- 練習問題 -
(1) 本文で、パーキンソン病の運動症状として挙げられているものをすべて書き出してください。
(2) 本文を読んで、次の問いに答えてください。
(a) 信州大学医学部を卒業したのは何年ですか。
(b) 便秘はパーキンソン病の発症の何年前から生じるとされていますか。
(c) 平成7年に就いた役職は何ですか。

- 本文 -
鎌ケ谷総合病院千葉神経難病医療センター・センター長
神経内科医
湯浅龍彦先生
【講演テーマ】
パーキンソン病と腸脳相関:量子と鍼灸
【略歴】
昭和 39 年 県立松江北高等学校卒
昭和 45 年 信州大学医学部卒
学 位: 医学博士(971 号) 新潟大学
平成 元 年 新潟大学脳研究所神経内科(助教授)
平成 4 年 東京医科歯科大学神経内科 (助教授)
平成 7 年 NCNP国府台病院(部長)
平成 17 年 徳島大学臨床教授
平成 20 年 現職
社会活動 国立医療学会雑誌「医療」
元編集委員長
SGPAM(予防鍼灸研究会)顧問
[背景]
パーキンソン病(PD)には、運動症状と非運動症状がある。前者には、固縮、振戦、無動、姿勢保持障害があり、後者には、様々な自律神経症状、精神症状、睡眠障害、慢性疼痛などが含まれる。但し、これらが一斉に現れるのではなく、便秘はPD発症の20年も前から生じる重要な予兆であり、そして発症の危険因子である。宿便が続くとある日突然動けなくなることもある。

- 調べるデータ -
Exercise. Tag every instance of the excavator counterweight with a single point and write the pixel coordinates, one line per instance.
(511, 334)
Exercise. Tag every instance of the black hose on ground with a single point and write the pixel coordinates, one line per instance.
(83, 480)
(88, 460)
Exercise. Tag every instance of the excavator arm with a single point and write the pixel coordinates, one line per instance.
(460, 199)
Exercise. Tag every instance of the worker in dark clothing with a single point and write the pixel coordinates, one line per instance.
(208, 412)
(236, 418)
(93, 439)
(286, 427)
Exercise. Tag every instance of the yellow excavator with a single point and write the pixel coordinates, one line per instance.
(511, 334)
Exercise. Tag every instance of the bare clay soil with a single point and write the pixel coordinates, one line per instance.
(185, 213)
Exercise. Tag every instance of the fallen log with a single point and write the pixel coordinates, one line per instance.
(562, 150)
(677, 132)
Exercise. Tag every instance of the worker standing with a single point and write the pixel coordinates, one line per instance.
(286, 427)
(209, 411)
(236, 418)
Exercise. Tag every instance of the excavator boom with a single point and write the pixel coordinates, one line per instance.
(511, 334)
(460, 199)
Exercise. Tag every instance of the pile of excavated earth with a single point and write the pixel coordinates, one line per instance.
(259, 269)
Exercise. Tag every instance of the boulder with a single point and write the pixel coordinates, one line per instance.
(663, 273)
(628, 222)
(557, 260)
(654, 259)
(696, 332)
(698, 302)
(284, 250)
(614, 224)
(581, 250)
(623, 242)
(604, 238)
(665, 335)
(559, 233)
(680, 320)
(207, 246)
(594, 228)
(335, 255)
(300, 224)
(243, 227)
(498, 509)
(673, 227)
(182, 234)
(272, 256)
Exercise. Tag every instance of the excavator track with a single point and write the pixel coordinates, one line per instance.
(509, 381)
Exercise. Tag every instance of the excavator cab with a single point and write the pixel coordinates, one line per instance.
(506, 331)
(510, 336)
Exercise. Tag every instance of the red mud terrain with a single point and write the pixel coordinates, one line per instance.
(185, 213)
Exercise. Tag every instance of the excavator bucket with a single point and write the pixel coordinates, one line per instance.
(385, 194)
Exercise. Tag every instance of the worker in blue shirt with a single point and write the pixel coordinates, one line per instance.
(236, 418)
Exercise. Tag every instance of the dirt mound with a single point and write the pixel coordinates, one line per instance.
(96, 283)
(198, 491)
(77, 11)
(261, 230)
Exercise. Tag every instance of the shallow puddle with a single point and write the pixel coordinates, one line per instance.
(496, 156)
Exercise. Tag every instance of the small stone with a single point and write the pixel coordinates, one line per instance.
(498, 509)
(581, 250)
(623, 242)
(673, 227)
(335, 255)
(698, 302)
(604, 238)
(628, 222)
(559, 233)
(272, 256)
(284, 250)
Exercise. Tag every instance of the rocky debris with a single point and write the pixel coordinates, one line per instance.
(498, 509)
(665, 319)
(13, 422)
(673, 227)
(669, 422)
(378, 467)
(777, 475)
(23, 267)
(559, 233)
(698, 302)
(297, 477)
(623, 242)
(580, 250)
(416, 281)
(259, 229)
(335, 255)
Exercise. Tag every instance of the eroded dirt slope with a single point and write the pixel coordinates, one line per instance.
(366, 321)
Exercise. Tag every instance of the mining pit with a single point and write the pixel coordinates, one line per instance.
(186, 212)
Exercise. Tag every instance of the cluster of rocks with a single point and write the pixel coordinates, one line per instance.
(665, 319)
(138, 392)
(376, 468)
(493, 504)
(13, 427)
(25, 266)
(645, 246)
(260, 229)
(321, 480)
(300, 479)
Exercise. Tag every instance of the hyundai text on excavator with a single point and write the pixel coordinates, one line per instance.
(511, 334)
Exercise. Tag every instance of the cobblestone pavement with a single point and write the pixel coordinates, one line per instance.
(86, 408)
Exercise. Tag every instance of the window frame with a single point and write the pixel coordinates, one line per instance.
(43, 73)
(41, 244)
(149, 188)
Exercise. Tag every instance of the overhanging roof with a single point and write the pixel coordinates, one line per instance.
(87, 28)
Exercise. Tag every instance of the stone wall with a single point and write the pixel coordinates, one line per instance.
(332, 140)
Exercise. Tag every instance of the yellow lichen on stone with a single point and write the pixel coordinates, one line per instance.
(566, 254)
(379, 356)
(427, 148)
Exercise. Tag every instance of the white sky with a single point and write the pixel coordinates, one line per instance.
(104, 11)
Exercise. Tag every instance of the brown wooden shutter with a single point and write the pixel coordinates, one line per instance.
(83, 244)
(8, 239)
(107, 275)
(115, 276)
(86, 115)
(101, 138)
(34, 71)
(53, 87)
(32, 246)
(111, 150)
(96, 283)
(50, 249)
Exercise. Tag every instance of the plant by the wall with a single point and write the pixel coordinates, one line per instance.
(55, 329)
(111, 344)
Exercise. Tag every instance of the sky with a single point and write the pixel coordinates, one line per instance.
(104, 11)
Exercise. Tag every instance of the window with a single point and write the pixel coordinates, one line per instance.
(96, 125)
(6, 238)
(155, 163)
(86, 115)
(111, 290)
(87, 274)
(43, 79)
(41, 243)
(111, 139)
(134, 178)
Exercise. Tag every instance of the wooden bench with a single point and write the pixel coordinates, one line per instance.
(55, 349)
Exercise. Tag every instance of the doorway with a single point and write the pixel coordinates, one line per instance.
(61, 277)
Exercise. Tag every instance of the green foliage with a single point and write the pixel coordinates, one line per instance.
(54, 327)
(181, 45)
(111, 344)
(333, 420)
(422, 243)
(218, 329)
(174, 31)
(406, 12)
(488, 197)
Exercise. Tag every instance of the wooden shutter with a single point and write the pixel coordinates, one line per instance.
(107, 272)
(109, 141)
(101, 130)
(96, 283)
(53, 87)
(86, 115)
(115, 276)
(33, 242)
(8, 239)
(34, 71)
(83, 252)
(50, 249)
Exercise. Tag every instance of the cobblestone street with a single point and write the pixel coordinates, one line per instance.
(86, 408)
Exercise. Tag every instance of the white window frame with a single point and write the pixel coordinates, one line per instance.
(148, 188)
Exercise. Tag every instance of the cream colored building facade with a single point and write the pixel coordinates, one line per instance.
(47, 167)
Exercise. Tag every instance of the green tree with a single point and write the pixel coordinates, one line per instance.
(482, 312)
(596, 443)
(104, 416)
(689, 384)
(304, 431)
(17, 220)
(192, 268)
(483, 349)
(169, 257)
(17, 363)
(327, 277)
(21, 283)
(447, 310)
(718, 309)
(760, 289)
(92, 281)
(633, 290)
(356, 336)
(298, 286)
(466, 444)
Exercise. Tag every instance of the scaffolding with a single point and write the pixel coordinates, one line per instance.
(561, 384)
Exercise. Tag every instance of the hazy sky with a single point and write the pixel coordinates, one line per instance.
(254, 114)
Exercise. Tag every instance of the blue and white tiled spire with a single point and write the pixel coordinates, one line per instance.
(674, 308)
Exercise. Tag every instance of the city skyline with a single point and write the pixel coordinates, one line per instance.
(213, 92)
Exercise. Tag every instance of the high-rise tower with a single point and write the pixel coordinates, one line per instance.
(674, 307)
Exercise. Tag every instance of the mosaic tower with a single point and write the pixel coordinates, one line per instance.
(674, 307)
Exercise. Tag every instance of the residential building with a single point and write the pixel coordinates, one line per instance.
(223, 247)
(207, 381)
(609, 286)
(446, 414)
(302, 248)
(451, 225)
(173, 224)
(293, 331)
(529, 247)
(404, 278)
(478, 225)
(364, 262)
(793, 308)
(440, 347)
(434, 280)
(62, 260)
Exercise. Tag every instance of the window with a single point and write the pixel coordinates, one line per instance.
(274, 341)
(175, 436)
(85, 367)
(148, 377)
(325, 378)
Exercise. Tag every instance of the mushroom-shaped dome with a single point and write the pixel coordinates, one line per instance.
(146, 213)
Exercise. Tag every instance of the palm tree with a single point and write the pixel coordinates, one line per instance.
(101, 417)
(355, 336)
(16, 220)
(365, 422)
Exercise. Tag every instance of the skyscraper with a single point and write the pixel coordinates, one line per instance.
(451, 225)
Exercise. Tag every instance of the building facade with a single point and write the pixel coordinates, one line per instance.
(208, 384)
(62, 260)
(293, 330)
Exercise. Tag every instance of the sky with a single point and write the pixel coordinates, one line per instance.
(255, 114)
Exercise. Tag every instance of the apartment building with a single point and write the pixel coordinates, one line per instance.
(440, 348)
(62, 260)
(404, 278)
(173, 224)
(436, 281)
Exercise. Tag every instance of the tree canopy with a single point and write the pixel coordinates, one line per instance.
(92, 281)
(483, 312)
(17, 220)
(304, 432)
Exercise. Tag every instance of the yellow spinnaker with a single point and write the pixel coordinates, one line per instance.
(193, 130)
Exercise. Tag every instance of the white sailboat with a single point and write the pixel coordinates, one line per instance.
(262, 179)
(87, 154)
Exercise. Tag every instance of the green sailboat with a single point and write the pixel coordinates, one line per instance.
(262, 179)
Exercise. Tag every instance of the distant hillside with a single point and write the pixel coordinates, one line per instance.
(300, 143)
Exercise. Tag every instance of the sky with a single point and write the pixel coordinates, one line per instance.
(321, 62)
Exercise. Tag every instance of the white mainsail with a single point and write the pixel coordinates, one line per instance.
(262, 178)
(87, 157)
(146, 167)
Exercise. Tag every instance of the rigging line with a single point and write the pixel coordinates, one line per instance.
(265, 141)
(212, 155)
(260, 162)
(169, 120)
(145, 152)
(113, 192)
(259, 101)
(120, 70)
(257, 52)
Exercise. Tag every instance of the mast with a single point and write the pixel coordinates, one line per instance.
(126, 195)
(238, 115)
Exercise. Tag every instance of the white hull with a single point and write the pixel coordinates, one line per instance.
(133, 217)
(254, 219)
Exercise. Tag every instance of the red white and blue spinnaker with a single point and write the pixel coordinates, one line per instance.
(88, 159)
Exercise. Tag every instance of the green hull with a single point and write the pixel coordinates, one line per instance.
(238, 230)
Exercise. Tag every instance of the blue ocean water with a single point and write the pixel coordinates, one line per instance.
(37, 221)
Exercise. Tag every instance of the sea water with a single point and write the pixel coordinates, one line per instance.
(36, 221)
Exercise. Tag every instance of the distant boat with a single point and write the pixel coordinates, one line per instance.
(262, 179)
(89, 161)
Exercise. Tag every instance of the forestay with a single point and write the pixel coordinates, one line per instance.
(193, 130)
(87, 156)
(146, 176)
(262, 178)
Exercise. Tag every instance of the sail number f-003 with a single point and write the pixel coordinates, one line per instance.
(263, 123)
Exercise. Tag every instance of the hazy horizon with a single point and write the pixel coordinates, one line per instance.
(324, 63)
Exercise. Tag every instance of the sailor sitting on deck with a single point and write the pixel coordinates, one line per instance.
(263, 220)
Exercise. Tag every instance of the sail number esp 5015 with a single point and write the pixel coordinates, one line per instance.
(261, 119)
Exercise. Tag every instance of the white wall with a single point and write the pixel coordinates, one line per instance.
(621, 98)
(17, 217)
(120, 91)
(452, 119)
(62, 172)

- 解答 -
(1) 固縮、振戦、無動、姿勢保持障害

(2)
(a) 昭和45年
(b) 20年前
(c) NCNP国府台病院の部長